# Поставленная задача 1:
Покажите все строки из приведенных ниже записей, в которых встречается слово «blue». Регистр букв учитывается.

За 30 лет усилия по снижению воздействия человеческой деятельности на климат принесли минимальные результаты. Суть остается в противоречии между императивами полностью развитых стран и многосторонним сотрудничеством, которое не наказывает Глобальный Юг
Переговоры по проблеме изменения климата, которая слишком долго оставалась в стороне от программы развития, иллюстрируют риски сокращения многостороннего подхода и устаревших международных финансовых механизмов.
Несмотря на доказательства того, что стабилизация в вопросе глобального изменения климата не может быть достигнута без совместного участия стран Юга (1) и развитых стран, итог глобальной конференции РКИК 28 (2) наглядно показал, что 30 лет переговоров не привели к значимому прогрессу в оказании помощи странам Юга в переходе на низкоуглеродные пути развития. В нем, в частности, делается вывод о «приоритете наращивания потенциала Юга с помощью международной экономической системы, благоприятствующей устойчивому развитию», отказе от «мер, представляющих собой необоснованную дискриминацию или скрытое ограничение международной торговли», а также о необходимости «эволюции фундаментальных механизмов экономики, осуществляемой бесконфликтным и некарательным способом». Эти слова отражают серьезные сомнения в состоянии многостороннего сотрудничества по вопросам климата в условиях геополитической напряженности и недопонимания, накопившихся за три десятилетия.

# Поставленная задача 2:
Продолжите приведенный выше текст о климатических переговорах, начав сразу после его последнего предложения.

# Строки данных:
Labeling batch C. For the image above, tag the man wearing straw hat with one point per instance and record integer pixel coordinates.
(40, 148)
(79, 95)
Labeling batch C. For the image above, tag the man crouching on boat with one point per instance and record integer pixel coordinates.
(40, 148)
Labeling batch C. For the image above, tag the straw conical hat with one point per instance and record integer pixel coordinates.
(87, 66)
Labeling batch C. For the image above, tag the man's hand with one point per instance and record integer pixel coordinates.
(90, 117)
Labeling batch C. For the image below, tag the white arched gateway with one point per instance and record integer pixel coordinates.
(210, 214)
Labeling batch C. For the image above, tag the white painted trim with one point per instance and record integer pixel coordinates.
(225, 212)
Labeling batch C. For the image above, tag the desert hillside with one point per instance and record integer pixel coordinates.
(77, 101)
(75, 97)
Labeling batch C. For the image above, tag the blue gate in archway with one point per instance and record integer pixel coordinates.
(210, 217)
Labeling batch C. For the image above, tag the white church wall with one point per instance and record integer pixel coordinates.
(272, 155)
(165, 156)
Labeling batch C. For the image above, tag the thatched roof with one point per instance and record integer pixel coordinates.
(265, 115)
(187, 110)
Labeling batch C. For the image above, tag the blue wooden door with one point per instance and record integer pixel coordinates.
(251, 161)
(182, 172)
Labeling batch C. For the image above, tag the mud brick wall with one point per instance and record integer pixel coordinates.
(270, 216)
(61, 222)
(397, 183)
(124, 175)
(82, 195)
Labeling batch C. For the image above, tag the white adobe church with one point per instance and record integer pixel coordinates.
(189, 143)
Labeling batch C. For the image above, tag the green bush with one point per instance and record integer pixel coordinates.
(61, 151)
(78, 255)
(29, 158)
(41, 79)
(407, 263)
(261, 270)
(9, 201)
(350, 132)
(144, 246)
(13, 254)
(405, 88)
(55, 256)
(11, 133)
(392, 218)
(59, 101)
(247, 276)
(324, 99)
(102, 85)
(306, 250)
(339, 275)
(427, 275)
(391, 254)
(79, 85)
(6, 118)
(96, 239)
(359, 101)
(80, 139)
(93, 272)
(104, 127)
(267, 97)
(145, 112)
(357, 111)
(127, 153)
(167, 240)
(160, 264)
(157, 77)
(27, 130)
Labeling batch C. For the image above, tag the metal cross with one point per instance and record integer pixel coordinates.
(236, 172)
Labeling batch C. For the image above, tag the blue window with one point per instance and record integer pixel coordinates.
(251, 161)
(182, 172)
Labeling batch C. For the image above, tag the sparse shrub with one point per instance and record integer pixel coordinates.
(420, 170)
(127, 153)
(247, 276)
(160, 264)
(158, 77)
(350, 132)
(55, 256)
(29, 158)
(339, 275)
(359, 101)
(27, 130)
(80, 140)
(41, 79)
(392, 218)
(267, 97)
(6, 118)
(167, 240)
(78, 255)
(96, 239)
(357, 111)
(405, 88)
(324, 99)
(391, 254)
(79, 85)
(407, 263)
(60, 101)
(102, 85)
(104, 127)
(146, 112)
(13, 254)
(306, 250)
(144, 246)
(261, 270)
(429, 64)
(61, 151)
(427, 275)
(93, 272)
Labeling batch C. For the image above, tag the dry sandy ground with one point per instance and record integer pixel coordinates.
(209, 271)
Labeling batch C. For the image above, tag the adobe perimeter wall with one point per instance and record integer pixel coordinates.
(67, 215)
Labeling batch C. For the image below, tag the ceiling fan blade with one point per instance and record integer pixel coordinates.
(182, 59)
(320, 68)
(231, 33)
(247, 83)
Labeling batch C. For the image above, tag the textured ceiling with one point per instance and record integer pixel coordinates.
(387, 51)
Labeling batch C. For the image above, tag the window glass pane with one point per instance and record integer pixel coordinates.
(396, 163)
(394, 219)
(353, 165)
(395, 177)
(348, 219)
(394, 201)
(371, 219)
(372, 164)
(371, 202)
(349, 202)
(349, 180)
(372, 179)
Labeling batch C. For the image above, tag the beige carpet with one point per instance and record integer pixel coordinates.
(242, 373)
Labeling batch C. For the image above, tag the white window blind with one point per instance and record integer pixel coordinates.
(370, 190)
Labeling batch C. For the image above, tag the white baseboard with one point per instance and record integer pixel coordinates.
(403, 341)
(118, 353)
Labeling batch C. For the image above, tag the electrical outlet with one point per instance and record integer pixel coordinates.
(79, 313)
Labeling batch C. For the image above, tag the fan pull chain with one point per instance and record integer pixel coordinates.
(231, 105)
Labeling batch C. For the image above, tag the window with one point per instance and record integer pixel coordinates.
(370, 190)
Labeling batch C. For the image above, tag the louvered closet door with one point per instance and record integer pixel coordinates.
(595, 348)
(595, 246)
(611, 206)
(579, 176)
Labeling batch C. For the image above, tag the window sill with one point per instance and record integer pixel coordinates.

# Ответ к заданию 1:
Labeling batch C. For the image above, tag the blue gate in archway with one point per instance and record integer pixel coordinates.
Labeling batch C. For the image above, tag the blue wooden door with one point per instance and record integer pixel coordinates.
Labeling batch C. For the image above, tag the blue window with one point per instance and record integer pixel coordinates.

# Ответ к заданию 2:
К отправной точке
Проблема климата была вынесена на международную повестку на встрече «Большой семерки» в 1988 году, где президент Буш и г-жа Тэтчер предложили создать Климатическую конвенцию всего через три года после появления первых прогнозов глобального потепления, сделанных с помощью трехмерных климатических моделей. Такая быстрая реакция, конечно, произошла на фоне предупреждений о глобальных экологических изменениях, но ее нельзя объяснить в отрыве от опасений по поводу усиления зависимости от ОПЕК после падения цен на нефть в 1986 году. Скоординированная климатическая политика, направленная на ограничение выбросов CO2 и стимулирование трансформации энергетических систем, позволит не ставить энергетическую безопасность в зависимость от рискованного дипломатического и военного контроля над Ближним Востоком.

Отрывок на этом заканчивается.